WHAT THIS EXERCISE ASKS |
1. Please condense the paragraph beginning "In this context, City Mine(d) played innocent" from the Maelbeek valley text into a short list that keeps its main facts.
2. In the Maelbeek valley text, what technical solution did engineers adopt to minimize flood risk?

[start SUPPLIED TEXT]

Yet, work on site revealed a broader concern: i.e. the ‘tough issue’ of water. Water in an urban context is tough for many reasons: it is expected to be supplied at drinking quality, while at the same time it needs to be evacuated and treated in a swift and decent manner. This sounds pretty straightforward, yet remembering that this involves demography, geology and economy, not to mention public health and a changing climate, gives an indication of the complexity and number of stakeholders involved. After 2000, residents at the bottom of the Maelbeek valley, where the friche was also situated, increasingly suffered flooding. “Public authorities entrusted concocting a solution to minimise flood risk to engineers, (...) who adopted the technical solution of a storm basin,” Dominic Nalpas of citizen platform EGEB writes. “It involves retaining excess water during torrential rainfall in a vast underground basin that buffers and ejects water into the drainage system downstream when the storm flood is over.“ Resistance to building the storm basin gave rise to a citizen movement.
In this context, City Mine(d) played innocent and experimented with its strategy of prototyping on ‘tough issues’. It set itself, and others, a series of ‘challenges’ which required various actors to be involved, gather and share knowledge and insights, and result in artistic or technological artefacts. Its first ‘challenge’ on the friche was: “can we drink rain water?” A pavilion with a roof surface of 10m2 was designed and built. Its use raised other issues about the availability and distribution of drinking water in public space. A second ‘challenge’ was building a large ceramic scale model of the area, to understand the relationship between those living uphill and upstream, and those lower down the valley. At the same time, it was also a convenient mapping tool, as it revealed roles and responsibilities of institutional actors in the valley, and became the backdrop for imagining a different future for neighbourhood. Unable to test the quality of the water captured by the pavilion, a third ‘challenge’ was launched, i.e. building a smart water tester from the bottom-up with a group of citizens. The tester, named Pacco-test, became a lever for citizens to claim a space in the smart cities debate, putting them around the table with the Brussels regional Smart Cities manager to voice concerns about an industry- dominated smart city.
The different ‘challenges’ made people think and act together, increased public and political consciousness about water and biodiversity and, on a different level, with the Pacco-test caused the design of a technological tool that can help citizens in managing the commons. It also gave rise to what City Mine(d) calls coalitions. These diverse groups involve citizens but also relevant institutional stakeholders like government, industry research and civil society organisations. Collaborating on the concrete issue on a concrete place, makes them develop a common language on the ‘tough issue’. At a later stage, this language can also be used and extrapolated beyond the concrete case. The friche ‘challenges’ caused unusually diverse ‘coalitions’, involving actors ranging from the members of the self-help homeless organisation to the office of Martin Schultz, the then president of the European parliament. The choice of location with its unusual geography of power echelons, proved essential in having the buy-in of these different stakeholders.

[end SUPPLIED TEXT]
[start DATA EXCERPT]

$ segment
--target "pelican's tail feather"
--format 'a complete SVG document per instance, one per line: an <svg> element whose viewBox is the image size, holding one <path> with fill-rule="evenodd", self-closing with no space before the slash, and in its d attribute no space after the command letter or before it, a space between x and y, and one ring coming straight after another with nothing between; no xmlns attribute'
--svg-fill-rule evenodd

[end DATA EXCERPT]

TASK ANSWERS |
1.
- City Mine(d) tried out its prototyping strategy on "tough issues." It set challenges that brought different actors together to gather and share knowledge and produce artistic or technological artifacts.
- First challenge: "can we drink rain water?" A pavilion with a 10 m² roof was designed and built, and its use raised issues about the availability and distribution of drinking water in public space.
- Second challenge: a large ceramic scale model of the area. It showed the relationship between people uphill and upstream and those lower in the valley. It also served as a mapping tool for the roles of institutional actors and as a backdrop for imagining the neighborhood's future.
- Third challenge: since the pavilion's water could not be tested, a group of citizens built a smart water tester, the Pacco-test. It gave citizens a place in the smart cities debate and brought them together with the Brussels regional Smart Cities manager to raise concerns about an industry-dominated smart city.

2. A storm basin, a vast underground basin that holds excess water during torrential rainfall.